CHINA is raging over T-shirts mocking the coronavirus outbreak that were made in Canada last year.
The custom tops, featuring the word Wuhan over the Wu-Tang Clan's bat-like symbol, were ordered by a Canadian diplomat.
The coronavirus was first detected in humans in the Chinese city late last year and experts believe the virus may have first been carried by bats.
Now Canada has said it regretted any “misunderstanding” after Chinese citizens were outraged when pictures of the logo were shared on social media.
On Monday foreign ministry spokesman Wang Wenbin demanded an investigation into the T-shirt and said they had "lodged representations with Canada."
On Tuesday the Canadian embassy said: "It was created for the team of embassy staff working on repatriation of Canadians from Wuhan in early 2020,"
"The T-shirt logo designed by a member of the embassy shows a stylised W, and is not intended to represent a bat."
“We regret the misunderstanding.”
Last week Wuhan residents blasted a report on coronavirus produced by the BBC saying whisteblowers must have been "brain washed".
Those living in the Chinese city have accused some Western media outlets of having a "sour grapes" mentality after news items were released marking one year since Wuhan locked down.

### Exercise set
1 – In the article on the Wuhan T-shirt, what explanation did the Canadian embassy give for why the T-shirt was made and what its logo depicts?
2 – Extend the article about the Wuhan T-shirt dispute, picking up after its final sentence.

### Data under study
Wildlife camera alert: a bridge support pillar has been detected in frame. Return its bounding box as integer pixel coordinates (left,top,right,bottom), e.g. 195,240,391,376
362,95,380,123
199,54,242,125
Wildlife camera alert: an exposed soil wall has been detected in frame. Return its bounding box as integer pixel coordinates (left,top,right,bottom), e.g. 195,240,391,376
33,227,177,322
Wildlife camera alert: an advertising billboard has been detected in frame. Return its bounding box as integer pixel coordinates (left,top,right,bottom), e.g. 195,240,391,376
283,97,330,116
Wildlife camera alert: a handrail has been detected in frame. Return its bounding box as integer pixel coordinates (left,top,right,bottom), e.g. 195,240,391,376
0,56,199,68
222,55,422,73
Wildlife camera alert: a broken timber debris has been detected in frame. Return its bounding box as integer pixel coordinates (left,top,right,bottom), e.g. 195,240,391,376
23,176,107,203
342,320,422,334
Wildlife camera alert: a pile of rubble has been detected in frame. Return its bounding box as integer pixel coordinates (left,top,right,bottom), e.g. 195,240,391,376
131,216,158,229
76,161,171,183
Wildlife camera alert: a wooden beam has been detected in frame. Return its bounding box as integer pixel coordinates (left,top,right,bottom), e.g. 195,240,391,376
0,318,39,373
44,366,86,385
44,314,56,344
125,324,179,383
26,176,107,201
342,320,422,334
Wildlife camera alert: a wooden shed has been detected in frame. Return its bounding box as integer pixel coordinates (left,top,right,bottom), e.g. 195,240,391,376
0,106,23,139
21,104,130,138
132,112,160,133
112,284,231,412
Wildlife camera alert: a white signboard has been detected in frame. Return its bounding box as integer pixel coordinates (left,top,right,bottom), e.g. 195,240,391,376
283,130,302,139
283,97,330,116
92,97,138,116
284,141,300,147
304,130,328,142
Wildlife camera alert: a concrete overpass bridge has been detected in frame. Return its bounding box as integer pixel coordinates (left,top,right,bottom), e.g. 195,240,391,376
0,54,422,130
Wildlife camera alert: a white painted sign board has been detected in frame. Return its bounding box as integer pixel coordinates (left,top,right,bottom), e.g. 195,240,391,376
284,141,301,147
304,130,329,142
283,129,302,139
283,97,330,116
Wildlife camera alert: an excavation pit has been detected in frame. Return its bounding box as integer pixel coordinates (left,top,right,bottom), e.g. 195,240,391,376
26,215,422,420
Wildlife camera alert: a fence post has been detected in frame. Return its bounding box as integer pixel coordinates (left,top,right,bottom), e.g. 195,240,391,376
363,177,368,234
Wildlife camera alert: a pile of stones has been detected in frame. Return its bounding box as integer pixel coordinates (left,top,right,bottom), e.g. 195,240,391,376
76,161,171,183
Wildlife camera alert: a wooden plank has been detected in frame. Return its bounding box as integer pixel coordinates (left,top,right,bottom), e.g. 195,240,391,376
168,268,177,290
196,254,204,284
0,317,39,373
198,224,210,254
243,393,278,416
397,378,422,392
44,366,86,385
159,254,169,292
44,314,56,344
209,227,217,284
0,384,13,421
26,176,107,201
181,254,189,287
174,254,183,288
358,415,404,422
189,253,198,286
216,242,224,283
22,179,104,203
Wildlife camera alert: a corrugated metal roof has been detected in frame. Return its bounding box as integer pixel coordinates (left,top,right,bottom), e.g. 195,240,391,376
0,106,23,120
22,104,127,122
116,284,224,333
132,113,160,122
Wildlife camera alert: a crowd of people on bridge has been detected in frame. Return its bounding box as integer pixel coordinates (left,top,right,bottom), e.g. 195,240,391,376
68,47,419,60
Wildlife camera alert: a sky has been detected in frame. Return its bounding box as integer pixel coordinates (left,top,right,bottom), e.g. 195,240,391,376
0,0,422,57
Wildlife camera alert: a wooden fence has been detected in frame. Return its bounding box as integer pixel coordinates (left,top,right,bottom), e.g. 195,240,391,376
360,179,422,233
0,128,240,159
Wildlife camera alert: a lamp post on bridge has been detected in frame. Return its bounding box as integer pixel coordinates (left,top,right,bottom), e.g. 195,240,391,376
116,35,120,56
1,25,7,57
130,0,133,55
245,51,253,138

### Solved tasks
1 – The embassy said the T-shirt was created for the team of embassy staff working on the repatriation of Canadians from Wuhan in early 2020. It said the logo, designed by a member of the embassy, shows a stylized W and is not meant to represent a bat.

2 –
The BBC released its latest report on Tuesday, produced by Beijing correspondent John Sudworth, which labelled Wuhan "ground zero" and "where the pandemic began".
Those living in China pointed out apparent camera tricks such as dark lighting, with some commenting these were "typical camera techniques to give the audience an impression of suppression and disorder", according to the Global Times.
On Monday US scientists claimed the Covid outbreak started in China in October 2019 – months before Beijing alerted the world.
Researchers at the Institute for Genomics and Evolutionary Medicine at Temple University in Philadelphia also claimed that the virus "definitely" began in China, the Mail on Sunday reported.
The scientists analysed thousands of samples of Covid patients.
They traced how Sars-Cov-2 – the strain of coronavirus that causes the bug – evolved from a "progenitor" genome.
According to their research, the progenitor dates from mid-October to November 2019.
Sergei Pond, one of the researchers involved in the study, said: "All the genetic evidence makes it clear this virus is from China.
"The pattern of worldwide spread is also consistent with Chinese viruses seeding epidemics in other countries."